## BRIEF A
Reproduce word for word the part of the rows below that opens with the line containing "Find the concrete" and runs through the final row.

## DOCUMENT EXCERPT
============

Politico Excoriates Fox News’ Bill Melugin as ‘A Doocy on the Border’

Like exposing flaws in the administration’s immigration narrative is a bad thing

By Andrew R. Arthur on October 6, 2022

A recent edition of “West Wing Playbook”, a dishy White House-insider’s feature in Capitol Hill tip sheet Politico, ran a story captioned “A Doocy on the border”. It compared the similar styles of Fox News’ border reporter Bill Melugin and the outlet’s White House correspondent Peter Doocy — in unglowing terms. As if news reports that expose flaws in the administration’s immigration narrative is a bad thing.

A Brief History of Investigative Reporting. The media solutions company AllSides rates the media bias of news outlets, giving Politico a rating of “lean left”. That sounds about right to me, and I read all the congressional journals during my two stints as a House staffer.

In the past, the left-leaning press lionized dogged reporters, from CBS’s Edward R. Murrow — nemesis of Red-scare artist Sen. Joseph “Tail Gunner Joe” McCarthy (R-Wisc.) and presenter of the 1960 agricultural labor expose “Harvest of Shame” (which House Speaker Nancy Pelosi (D-Calif.) may want to watch) — to the Washington Post’s duo of Bob Woodward and Carl Bernstein, whose Watergate reporting brought down President Richard Nixon.

============

## DATA

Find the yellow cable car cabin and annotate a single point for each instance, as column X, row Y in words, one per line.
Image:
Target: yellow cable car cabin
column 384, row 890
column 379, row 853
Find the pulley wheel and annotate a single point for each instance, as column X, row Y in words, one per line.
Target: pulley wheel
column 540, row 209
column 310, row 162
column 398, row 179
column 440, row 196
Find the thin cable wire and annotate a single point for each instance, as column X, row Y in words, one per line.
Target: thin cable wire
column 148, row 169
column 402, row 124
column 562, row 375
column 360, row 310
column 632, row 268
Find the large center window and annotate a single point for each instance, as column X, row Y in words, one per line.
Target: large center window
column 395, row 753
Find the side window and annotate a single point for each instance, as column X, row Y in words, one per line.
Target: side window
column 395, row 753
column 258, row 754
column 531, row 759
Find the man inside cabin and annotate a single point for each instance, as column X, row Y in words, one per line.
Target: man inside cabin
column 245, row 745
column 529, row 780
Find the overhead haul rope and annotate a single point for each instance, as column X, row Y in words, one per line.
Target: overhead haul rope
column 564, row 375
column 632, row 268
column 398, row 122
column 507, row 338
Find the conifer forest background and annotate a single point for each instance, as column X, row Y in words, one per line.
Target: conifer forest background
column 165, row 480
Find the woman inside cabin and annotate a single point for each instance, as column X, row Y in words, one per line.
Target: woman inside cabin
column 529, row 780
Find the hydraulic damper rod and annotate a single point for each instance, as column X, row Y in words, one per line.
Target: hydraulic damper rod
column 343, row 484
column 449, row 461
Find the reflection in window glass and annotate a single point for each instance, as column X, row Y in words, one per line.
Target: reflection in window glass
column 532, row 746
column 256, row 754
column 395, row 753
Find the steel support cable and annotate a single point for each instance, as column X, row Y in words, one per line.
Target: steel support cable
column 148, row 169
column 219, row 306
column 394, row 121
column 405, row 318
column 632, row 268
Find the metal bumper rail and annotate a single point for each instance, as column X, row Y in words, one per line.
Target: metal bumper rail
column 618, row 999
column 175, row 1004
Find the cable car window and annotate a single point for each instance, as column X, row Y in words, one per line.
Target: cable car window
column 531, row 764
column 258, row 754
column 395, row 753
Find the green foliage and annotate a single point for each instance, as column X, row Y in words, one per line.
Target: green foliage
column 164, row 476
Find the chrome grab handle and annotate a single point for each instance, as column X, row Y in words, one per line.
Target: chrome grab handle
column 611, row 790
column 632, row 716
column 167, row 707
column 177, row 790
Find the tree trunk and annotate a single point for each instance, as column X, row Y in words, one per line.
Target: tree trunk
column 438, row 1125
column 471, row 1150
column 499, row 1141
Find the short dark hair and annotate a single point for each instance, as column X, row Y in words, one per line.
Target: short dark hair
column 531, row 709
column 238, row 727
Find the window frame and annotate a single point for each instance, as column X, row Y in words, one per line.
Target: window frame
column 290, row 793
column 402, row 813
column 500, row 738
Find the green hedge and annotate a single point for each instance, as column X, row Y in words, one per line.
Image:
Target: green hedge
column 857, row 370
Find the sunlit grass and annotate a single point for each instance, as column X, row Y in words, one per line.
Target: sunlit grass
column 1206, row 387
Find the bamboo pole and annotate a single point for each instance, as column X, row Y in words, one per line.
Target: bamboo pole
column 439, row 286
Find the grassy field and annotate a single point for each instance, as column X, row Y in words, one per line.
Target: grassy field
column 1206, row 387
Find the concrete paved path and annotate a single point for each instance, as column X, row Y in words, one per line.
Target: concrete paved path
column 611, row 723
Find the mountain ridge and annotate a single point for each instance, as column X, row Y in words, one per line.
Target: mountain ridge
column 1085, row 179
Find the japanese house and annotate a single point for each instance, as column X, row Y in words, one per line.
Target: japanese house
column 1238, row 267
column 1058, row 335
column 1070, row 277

============

## BRIEF B
From the article on Politico's criticism of Fox News reporter Bill Melugin, quote the part that opens with the words "By Andrew R." and closes with "a bad thing.".

## TASK ANSWER A
Find the concrete paved path and annotate a single point for each instance, as column X, row Y in words, one per line.
Target: concrete paved path
column 611, row 723
Find the mountain ridge and annotate a single point for each instance, as column X, row Y in words, one per line.
Target: mountain ridge
column 1085, row 179
Find the japanese house and annotate a single point for each instance, as column X, row Y in words, one per line.
Target: japanese house
column 1238, row 267
column 1058, row 335
column 1070, row 277

## TASK ANSWER B
By Andrew R. Arthur on October 6, 2022

A recent edition of “West Wing Playbook”, a dishy White House-insider’s feature in Capitol Hill tip sheet Politico, ran a story captioned “A Doocy on the border”. It compared the similar styles of Fox News’ border reporter Bill Melugin and the outlet’s White House correspondent Peter Doocy — in unglowing terms. As if news reports that expose flaws in the administration’s immigration narrative is a bad thing.